## start

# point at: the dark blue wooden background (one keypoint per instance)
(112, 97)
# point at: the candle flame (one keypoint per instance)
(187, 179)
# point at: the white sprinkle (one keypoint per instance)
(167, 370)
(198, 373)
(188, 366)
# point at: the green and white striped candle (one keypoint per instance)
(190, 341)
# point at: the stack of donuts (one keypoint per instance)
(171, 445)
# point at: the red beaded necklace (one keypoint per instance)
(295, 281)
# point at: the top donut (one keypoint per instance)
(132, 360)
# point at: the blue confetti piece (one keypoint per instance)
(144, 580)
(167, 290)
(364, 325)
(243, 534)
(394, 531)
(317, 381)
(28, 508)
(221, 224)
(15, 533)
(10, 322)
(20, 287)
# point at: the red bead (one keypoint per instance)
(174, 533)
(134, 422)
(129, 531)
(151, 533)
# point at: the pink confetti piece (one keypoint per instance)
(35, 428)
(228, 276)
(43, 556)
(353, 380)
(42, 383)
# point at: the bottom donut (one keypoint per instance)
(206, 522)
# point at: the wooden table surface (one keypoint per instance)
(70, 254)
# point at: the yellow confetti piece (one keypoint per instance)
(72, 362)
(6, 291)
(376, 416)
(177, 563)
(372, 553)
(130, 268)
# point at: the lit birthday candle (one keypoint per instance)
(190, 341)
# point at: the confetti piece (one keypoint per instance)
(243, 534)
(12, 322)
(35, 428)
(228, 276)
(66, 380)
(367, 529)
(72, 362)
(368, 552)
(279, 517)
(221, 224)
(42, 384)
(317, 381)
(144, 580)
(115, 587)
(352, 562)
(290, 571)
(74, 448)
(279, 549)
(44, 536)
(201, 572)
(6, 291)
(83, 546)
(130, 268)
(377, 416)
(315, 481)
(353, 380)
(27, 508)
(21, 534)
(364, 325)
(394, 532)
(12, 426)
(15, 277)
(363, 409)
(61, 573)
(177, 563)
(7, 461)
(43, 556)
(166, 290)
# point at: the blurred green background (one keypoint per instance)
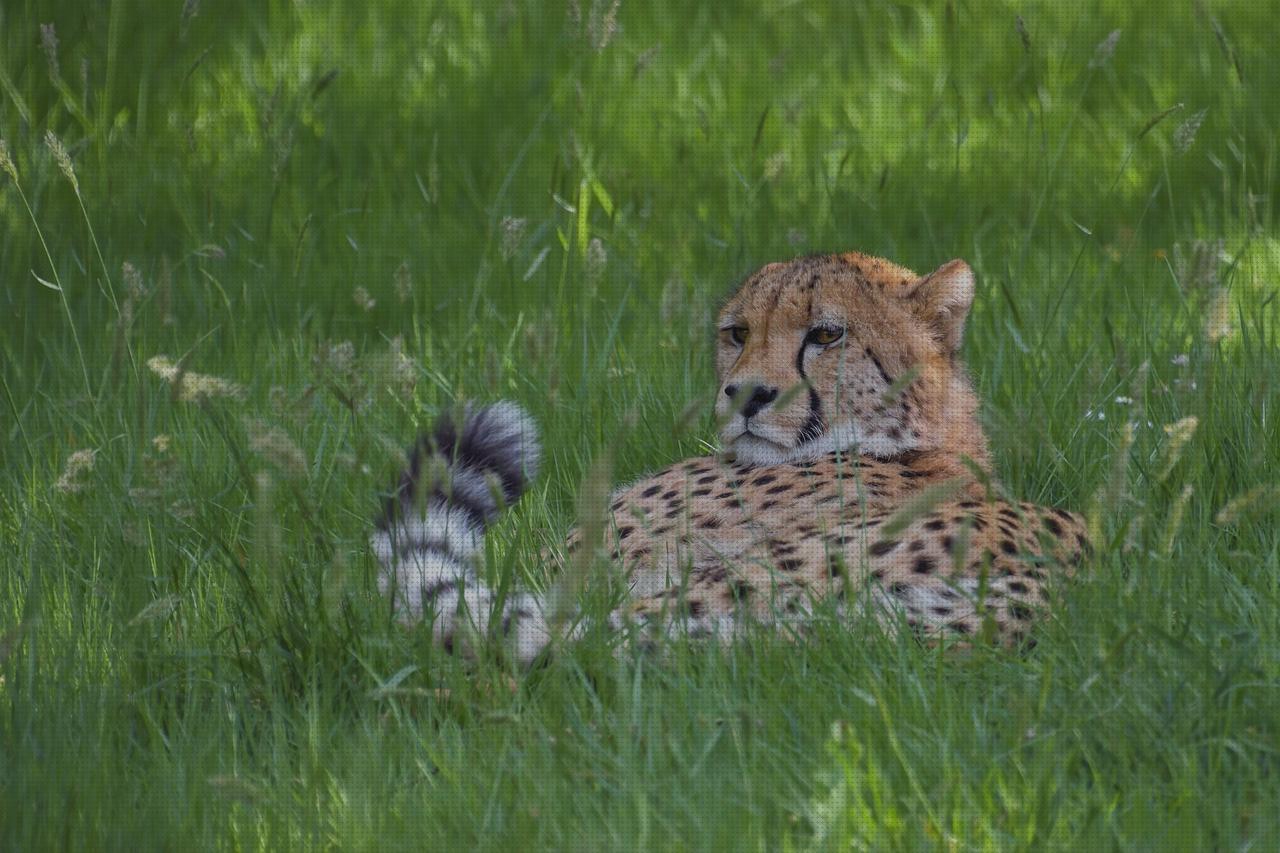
(341, 217)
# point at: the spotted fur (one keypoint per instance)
(855, 468)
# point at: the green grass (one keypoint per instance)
(192, 648)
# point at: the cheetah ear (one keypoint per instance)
(942, 299)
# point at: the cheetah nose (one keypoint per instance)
(759, 398)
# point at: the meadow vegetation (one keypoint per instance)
(250, 249)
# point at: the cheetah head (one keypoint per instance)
(846, 352)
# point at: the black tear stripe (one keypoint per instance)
(812, 428)
(880, 366)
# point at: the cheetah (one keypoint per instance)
(854, 466)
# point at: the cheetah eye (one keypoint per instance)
(824, 336)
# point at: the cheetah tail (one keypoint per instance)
(460, 477)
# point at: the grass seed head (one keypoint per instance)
(193, 387)
(364, 300)
(77, 468)
(597, 259)
(512, 235)
(275, 446)
(1179, 434)
(62, 158)
(1185, 133)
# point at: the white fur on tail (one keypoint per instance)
(461, 475)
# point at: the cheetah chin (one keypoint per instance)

## end

Request:
Reproduce every line of the records above without any changes, omitting only the pictures.

Written solution:
# point at: the dark blue wooden background (one keypoint per instance)
(112, 97)
# point at: the candle flame (one keypoint per instance)
(187, 179)
# point at: the white sprinkle (one keypoint per instance)
(167, 370)
(198, 373)
(188, 366)
# point at: the green and white striped candle (one keypoint per instance)
(190, 341)
# point at: the stack of donuts (one keypoint per instance)
(171, 445)
# point at: the red beaded necklace (one keypoint per instance)
(295, 281)
# point at: the top donut (one keypoint per instance)
(132, 360)
# point at: the blue confetti piece (one keypoint per instance)
(144, 580)
(167, 290)
(364, 325)
(243, 534)
(394, 531)
(317, 381)
(28, 508)
(221, 224)
(15, 533)
(10, 322)
(20, 287)
# point at: the red bead (one keypoint per instance)
(174, 533)
(134, 422)
(129, 531)
(151, 533)
# point at: the pink confetti piece (one keypoint per instance)
(35, 428)
(228, 276)
(43, 556)
(353, 380)
(42, 383)
# point at: the bottom donut (one keypoint per instance)
(206, 522)
# point at: the wooden table surface (one keypoint per instance)
(70, 254)
# point at: the yellow confetti piece (one keypoint per instance)
(72, 362)
(6, 291)
(376, 416)
(177, 563)
(372, 553)
(130, 268)
# point at: the lit birthday candle (one keypoint per instance)
(190, 341)
# point at: the confetti piece (one keypoint per instance)
(243, 534)
(12, 322)
(35, 428)
(228, 276)
(66, 380)
(367, 529)
(72, 362)
(368, 552)
(279, 517)
(221, 224)
(42, 384)
(317, 381)
(144, 580)
(115, 587)
(352, 562)
(290, 571)
(74, 448)
(279, 549)
(44, 536)
(201, 572)
(6, 291)
(83, 546)
(130, 268)
(377, 416)
(315, 481)
(353, 380)
(27, 508)
(21, 534)
(364, 325)
(394, 532)
(12, 426)
(15, 277)
(363, 409)
(61, 573)
(177, 563)
(7, 461)
(43, 556)
(166, 290)
# point at: the blurred green background (one keypoint per instance)
(341, 217)
# point at: the spotted fur (one keypoint per instance)
(855, 468)
# point at: the green grass (one keypoint per instance)
(192, 648)
# point at: the cheetah ear (one keypoint per instance)
(942, 299)
# point at: the cheetah nose (one keypoint per instance)
(759, 398)
# point at: the meadow vegetation (one keypoint per instance)
(250, 249)
# point at: the cheetah head (one keypoint per instance)
(846, 352)
# point at: the black tear stripe (one keypoint per instance)
(812, 428)
(880, 366)
# point at: the cheetah (one keypoint per instance)
(854, 466)
# point at: the cheetah eye (one keypoint per instance)
(824, 336)
# point at: the cheetah tail (one keypoint per instance)
(460, 477)
# point at: the grass seed head (one keypoint per instance)
(193, 387)
(364, 300)
(77, 468)
(597, 259)
(512, 235)
(275, 446)
(1179, 434)
(62, 158)
(1185, 133)
# point at: the white fur on tail (one keypoint per instance)
(461, 475)
# point at: the cheetah chin (one keypoint per instance)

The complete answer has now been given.